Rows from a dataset
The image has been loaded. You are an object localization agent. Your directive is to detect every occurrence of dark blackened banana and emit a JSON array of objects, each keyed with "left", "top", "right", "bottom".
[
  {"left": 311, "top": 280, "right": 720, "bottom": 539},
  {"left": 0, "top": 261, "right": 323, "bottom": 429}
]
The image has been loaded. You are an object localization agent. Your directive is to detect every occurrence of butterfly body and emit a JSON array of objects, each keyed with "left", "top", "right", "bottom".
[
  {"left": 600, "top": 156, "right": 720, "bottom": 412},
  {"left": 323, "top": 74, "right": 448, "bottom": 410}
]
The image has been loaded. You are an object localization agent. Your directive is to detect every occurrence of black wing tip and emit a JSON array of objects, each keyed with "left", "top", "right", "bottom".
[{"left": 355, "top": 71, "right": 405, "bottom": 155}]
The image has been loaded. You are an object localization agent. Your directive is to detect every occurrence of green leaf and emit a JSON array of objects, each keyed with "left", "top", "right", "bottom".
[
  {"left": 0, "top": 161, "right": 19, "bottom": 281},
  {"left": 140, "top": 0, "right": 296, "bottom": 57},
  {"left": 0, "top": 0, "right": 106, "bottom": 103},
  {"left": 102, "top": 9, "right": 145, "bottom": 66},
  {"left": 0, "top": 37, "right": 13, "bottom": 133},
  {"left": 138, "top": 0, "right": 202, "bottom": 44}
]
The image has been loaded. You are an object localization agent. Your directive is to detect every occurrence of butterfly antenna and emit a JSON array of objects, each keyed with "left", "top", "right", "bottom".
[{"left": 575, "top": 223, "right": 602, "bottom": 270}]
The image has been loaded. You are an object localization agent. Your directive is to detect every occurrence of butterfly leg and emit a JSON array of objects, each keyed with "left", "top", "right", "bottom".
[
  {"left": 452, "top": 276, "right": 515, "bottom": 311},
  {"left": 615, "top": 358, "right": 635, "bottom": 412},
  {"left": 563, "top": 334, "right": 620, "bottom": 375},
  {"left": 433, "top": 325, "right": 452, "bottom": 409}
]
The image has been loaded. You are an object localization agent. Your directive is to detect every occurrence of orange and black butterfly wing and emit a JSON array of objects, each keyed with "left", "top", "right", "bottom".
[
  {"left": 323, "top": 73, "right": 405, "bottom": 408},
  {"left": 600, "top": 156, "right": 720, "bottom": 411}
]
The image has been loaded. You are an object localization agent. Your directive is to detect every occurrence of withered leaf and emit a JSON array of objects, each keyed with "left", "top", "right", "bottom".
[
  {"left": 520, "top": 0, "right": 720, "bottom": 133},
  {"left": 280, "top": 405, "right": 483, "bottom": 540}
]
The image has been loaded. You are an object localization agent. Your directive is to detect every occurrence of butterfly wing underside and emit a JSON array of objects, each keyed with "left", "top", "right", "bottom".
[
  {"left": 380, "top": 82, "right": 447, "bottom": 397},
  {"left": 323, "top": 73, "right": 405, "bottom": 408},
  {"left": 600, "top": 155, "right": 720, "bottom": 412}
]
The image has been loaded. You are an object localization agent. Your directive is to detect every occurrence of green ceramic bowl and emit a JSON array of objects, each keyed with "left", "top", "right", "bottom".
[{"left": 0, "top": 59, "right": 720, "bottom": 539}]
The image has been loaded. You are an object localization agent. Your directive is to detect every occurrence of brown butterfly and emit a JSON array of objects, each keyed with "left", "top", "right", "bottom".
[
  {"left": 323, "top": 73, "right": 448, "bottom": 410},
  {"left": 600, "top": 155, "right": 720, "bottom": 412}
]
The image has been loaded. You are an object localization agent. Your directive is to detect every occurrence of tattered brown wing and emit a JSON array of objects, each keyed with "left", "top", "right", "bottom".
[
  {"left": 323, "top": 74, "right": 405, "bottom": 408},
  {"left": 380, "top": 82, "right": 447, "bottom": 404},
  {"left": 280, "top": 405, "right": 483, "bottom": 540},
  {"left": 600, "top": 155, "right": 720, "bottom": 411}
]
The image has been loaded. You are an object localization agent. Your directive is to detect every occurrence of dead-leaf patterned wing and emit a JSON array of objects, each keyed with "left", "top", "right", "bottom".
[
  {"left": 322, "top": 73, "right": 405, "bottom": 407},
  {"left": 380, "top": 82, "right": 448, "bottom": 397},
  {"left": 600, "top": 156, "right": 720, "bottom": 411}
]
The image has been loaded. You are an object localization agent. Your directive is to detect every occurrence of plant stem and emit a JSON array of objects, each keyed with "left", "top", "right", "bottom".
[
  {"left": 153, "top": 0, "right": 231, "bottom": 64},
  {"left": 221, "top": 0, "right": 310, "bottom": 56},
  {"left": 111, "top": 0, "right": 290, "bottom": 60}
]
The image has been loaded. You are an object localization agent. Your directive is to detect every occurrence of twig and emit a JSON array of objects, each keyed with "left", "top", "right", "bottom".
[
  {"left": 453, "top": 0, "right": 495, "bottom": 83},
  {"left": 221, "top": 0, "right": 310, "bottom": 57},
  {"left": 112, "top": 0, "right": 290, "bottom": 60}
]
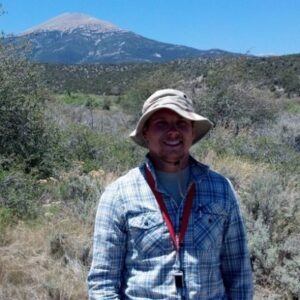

- **Problem to work on**
Gather every line above that contains the word "butterfly" and copy each one out in full.

- **Correct result**
The image has been loaded. You are an object localization agent. Your directive is to detect every occurrence of butterfly body and emit a JSON array of objects, each keyed with "left", "top", "right", "bottom".
The image has been loaded. You are an object localization agent. Your directive is to detect every occurrence of butterfly antenna and emit a JSON array of objects, each keyed with "left", "top", "right", "bottom".
The image has been loaded. You are an object localization agent. Your directive is to detect every occurrence of butterfly leg and emit a JSON array of objects, each keyed with "left", "top", "right", "bottom".
The image has been loaded. You are an object localization agent. Your directive is to detect every occurrence of orange and black butterfly wing and emit a JSON array of objects, each keyed with "left", "top", "right", "bottom".
The image has been loaded. You are an object localization agent. Your directive is to detect every occurrence of butterfly wing underside and emit a JSON array of objects, each keyed with "left", "top", "right", "bottom".
The image has been loaded. You are an object localization agent. Your directive is to detect every occurrence of brown butterfly and emit a JSON array of objects, each keyed with "left", "top", "right", "bottom".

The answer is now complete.